:: Input for this task
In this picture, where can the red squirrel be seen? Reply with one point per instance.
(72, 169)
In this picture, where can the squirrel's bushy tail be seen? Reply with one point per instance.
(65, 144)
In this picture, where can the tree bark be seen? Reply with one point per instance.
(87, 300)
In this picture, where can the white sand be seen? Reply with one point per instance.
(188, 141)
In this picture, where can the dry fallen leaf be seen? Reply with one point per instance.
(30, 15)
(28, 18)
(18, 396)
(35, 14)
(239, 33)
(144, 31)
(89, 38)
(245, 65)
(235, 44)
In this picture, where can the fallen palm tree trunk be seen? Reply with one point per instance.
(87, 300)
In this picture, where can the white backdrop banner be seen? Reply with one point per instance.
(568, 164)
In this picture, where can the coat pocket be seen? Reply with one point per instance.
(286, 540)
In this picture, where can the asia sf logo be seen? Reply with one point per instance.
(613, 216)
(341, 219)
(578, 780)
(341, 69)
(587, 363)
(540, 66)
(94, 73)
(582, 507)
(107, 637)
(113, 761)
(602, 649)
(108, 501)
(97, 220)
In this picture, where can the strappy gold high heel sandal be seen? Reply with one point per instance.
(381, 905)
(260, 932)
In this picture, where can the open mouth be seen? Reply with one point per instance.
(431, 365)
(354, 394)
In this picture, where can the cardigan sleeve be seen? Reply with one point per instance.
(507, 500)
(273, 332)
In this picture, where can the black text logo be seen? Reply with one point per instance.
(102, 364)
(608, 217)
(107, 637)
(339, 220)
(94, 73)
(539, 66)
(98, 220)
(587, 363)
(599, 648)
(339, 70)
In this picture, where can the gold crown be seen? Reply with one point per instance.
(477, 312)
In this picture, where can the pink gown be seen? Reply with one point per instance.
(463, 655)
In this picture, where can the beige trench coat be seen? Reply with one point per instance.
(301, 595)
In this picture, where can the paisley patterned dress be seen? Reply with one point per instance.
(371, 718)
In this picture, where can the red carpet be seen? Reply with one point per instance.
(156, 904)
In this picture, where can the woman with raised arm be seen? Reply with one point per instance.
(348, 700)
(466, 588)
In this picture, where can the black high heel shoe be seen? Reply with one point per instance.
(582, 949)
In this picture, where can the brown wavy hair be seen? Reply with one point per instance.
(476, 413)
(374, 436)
::::
#### [Problem to work on]
Reproduce each of the items above word for word, keeping their original order.

#### [Full response]
In this picture, where can the red squirrel be seen? Reply with one point per instance.
(72, 169)
In this picture, where can the squirrel's bushy tail be seen? Reply with one point per instance.
(65, 144)
In this picture, where can the tree bark be seen? Reply with one point per instance.
(87, 300)
In this picture, where can the white sand be seen? Reply with one point per instance.
(188, 141)
In this picture, where can the dry fallen leaf be seen? Reply with one point per instance.
(30, 15)
(28, 18)
(18, 396)
(35, 14)
(239, 33)
(144, 31)
(89, 38)
(245, 65)
(235, 44)
In this picture, where can the fallen palm tree trunk be seen? Reply with one point per instance.
(87, 300)
In this picture, where can the white backdrop banner be seen? Reply with one point per instance.
(568, 164)
In this picture, where can the coat pocket be seen? Reply with one point per instance.
(286, 540)
In this picture, where can the asia sf logo be seen? Reply with one point per instance.
(613, 216)
(341, 219)
(578, 780)
(341, 69)
(587, 363)
(540, 66)
(94, 73)
(582, 507)
(107, 637)
(113, 761)
(602, 649)
(108, 501)
(97, 220)
In this picture, where can the strappy gold high heel sandal be seen? Reply with one point per instance.
(381, 905)
(260, 932)
In this picture, where can the open mouth be seen? Reply with one point per instance.
(431, 365)
(354, 394)
In this picture, where can the cardigan sleeve be seen? Reply with one point per instance.
(507, 500)
(273, 332)
In this picture, where can the black text logo be seen? Reply with one point per instance.
(102, 364)
(608, 217)
(107, 637)
(339, 220)
(94, 73)
(539, 66)
(98, 220)
(587, 363)
(599, 648)
(339, 70)
In this picture, where can the gold crown be seen? Reply with one point per instance.
(477, 312)
In this picture, where can the pink gown be seen? Reply with one point per instance.
(463, 655)
In this picture, where can the beige trench coat be seen? Reply with one point per instance.
(301, 595)
In this picture, where can the paisley patterned dress be seen? Reply with one point per instance.
(371, 718)
In this picture, where can the red carpet be seen? Reply with one point per instance.
(156, 904)
In this picture, where can the woman with raised arm be seen? Reply with one point per instance.
(348, 700)
(466, 588)
In this picture, where can the black high heel shoe be seen? Reply with one point per instance.
(582, 949)
In this picture, where can the brown wavy hair be seen? Reply with one point per instance.
(476, 413)
(374, 436)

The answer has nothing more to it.